[Dataset entries]

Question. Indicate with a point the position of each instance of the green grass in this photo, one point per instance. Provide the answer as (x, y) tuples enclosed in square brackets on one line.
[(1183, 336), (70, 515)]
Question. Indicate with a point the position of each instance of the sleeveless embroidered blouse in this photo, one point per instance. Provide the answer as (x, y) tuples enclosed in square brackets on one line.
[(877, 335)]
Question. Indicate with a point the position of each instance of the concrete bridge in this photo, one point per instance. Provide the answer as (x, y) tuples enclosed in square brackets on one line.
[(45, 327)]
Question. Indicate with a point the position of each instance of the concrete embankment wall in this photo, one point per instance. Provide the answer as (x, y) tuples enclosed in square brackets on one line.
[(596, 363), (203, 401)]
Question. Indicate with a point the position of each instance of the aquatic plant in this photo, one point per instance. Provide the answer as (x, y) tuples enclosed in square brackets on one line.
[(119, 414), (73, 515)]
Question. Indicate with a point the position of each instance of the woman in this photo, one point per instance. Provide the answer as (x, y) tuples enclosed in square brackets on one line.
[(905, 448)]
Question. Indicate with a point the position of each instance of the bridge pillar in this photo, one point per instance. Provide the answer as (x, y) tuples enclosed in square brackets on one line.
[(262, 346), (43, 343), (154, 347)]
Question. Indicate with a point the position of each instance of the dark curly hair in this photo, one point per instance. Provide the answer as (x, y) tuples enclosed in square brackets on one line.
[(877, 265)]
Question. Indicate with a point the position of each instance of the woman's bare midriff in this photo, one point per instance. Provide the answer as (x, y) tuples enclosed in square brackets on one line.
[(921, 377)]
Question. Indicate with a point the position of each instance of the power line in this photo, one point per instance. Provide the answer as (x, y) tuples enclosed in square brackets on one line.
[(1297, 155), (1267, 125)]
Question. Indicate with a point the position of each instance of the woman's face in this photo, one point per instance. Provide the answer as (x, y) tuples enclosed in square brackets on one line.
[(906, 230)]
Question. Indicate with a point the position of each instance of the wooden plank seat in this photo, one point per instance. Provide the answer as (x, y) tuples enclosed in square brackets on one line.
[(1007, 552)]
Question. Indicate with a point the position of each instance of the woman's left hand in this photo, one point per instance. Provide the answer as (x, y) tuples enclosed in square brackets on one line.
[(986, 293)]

WHAT NEEDS TO BE DONE: Reproduce the records exactly as they appear.

ANSWER TO THIS PROBLEM:
Question. Indicate with a point the position of each instance of the green grass in this photo, one point per instance. Provide the answer as (x, y) tuples enclosed in square brackets on one line.
[(1183, 336), (70, 515)]
Question. Indicate with a point the position of each instance of the sleeveless embroidered blouse in this photo, one point per instance. Provide the answer as (x, y) tuples enclosed in square brackets on one line.
[(877, 335)]
Question. Indicate with a point the position of each instance of the concrete bridge in this photo, one point per instance. Provide the answer as (x, y) tuples enclosed in square brackets on one line.
[(45, 327)]
Question. Indicate with a point the position of each instance of the concrete embankment wall in this photo, one point per instance. Provide the answer as (x, y) tuples enclosed in square brackets on one line.
[(596, 363), (203, 401)]
Question. Indicate with a point the position of each instance of the aquatic plant in this photo, one point per instance. Provide the answer as (x, y) tuples enclosed in square brackets on one line.
[(119, 414), (73, 515)]
Question. Indicate with a point the position of each instance of the woman in this photo, one point per instance. Provide the answer as (x, y) tuples enclosed in square brackets on one line.
[(905, 448)]
Question. Indicate with a point the position of each instance of the bridge pillar in this photo, one point per instance. Provide the answer as (x, y) tuples enclosed in square brackets on one line.
[(262, 346), (43, 343), (154, 347)]
Question. Indicate with a point the position of each instance of the dark curly hair in this photo, one point per instance. Provide the answer as (x, y) tuples enclosed in square brackets on one line.
[(877, 265)]
Question. Indicate with a point the position of each instance of the woman's bare midriff in this photo, one point per instance. Provide the answer as (x, y) tuples enclosed in square brackets on one line.
[(921, 377)]
Question. Indicate with a point the position of each instance of the power line in this photo, one point per instance. Provide the answer as (x, y) tuples enclosed in square brackets on one line.
[(1297, 155), (1267, 125)]
Question. Indicate with a point the position of each instance of the woman's face in this photo, one point per instance. Provide the answer as (x, y) tuples enclosed in square brackets on one line.
[(906, 230)]
Question. Indicate with a point the position of each instance of the wooden plank seat in this photo, one point per instance. Provide the answer as (x, y) tuples enclosed in square brackets on one line.
[(1007, 552)]
Question. Indicate with a point the position of each instance of the woman's left hand in this photo, one point per instance. Provide the answer as (x, y) tuples enclosed in square brackets on one line.
[(986, 293)]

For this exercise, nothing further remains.